Jeunes Talents - Quatuor Adasta
Mais commençons par le début: Dans la Salle de l'église du Bouclier, habituée aux concerts de Musique contemporaine (voir les concerts d'été de l'Accroche-Note), le jeune Quatuor Adasta nous a présenté un programme d'une belle densité. Totalement en accord avec Anton Webern qui dans la première dédicace de ses "Six Bagatelles opus 9 disait "non multa, sed multum" - peu en quantité, mais beaucoup en intensité - le programme dense le fut aussi dans la concentré des pièces.
Musica 2016 - Jeunes Talents - Quatuor Adasta - Photo: lfdd |
Au coeur du concert, justement, se fondant sur ces Six bagatelles (1911-1913) comme référence, des rebonds vers deux pièces de Kurtag en lecture antichronologique.
D'abord donc la pièce de Webern, ces six mouvements de moins d'une minute chacun, mais quelle qualité, quelle force ! Webern le disait aussi: "Imaginez quelle sobriété il faut pour être bref." et il constate: "Et j'ai eu le sentiment qu'une fois les douze sons étaient apparus, , le morceau était fini. C'est beaucoup plus tard que j'ai compris que c'était un moment d'une évolution nécessaire." N'en disons pas plus!
Cette brièveté - et densité - Györky Kurtag l'a fait sienne ne rendant hommage à Webern dans son Quatuor à cordes opus 1 de 1959 en six mouvements puissants et expressifs et plus encore dans son Hommage à Andràs Mihàly opus 13 de 1977: douze microludes pleines de douceur, de finesse, de délicatesse de moins d'une minute.

• • •

Tâche demandée A -
Affichez toutes les lignes du listing ci-dessous où figure le mot "maroon", en tenant compte de la casse.

Enregistrements du jeu de données:

• • •

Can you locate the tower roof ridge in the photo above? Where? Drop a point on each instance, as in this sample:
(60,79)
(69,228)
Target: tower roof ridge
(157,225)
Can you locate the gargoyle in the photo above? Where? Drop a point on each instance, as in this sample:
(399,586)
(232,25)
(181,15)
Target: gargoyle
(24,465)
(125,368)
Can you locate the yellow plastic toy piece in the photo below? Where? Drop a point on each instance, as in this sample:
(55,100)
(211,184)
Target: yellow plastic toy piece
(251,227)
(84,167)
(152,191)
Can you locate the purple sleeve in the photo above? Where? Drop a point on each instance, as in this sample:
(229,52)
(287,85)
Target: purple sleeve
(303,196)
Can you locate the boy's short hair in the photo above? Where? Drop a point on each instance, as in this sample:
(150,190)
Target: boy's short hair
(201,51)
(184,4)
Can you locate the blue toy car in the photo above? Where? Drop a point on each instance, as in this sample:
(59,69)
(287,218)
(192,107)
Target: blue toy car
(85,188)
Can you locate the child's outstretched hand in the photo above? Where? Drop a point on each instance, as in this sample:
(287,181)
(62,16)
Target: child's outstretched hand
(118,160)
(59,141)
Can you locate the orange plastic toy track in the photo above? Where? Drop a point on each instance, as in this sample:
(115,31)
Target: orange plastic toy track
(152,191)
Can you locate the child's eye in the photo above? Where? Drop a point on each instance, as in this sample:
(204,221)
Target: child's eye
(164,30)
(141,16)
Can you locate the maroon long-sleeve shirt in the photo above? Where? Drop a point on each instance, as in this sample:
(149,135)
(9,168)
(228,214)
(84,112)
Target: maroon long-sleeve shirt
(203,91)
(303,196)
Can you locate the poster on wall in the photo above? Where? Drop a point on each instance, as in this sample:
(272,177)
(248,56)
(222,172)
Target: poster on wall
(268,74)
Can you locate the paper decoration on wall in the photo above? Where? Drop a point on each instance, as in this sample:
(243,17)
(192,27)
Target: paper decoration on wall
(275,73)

• • •

Tâche demandée B -
Recopiez à l'identique le passage du texte sur le Quatuor Adasta qui s'ouvre sur les mots contenant "Musica 2016 - Jeunes" et se termine par "en lecture antichronologique.".

Bonne réponse A -
Can you locate the maroon long-sleeve shirt in the photo above? Where? Drop a point on each instance, as in this sample:
Target: maroon long-sleeve shirt

Bonne réponse B -
Musica 2016 - Jeunes Talents - Quatuor Adasta - Photo: lfdd |
Au coeur du concert, justement, se fondant sur ces Six bagatelles (1911-1913) comme référence, des rebonds vers deux pièces de Kurtag en lecture antichronologique.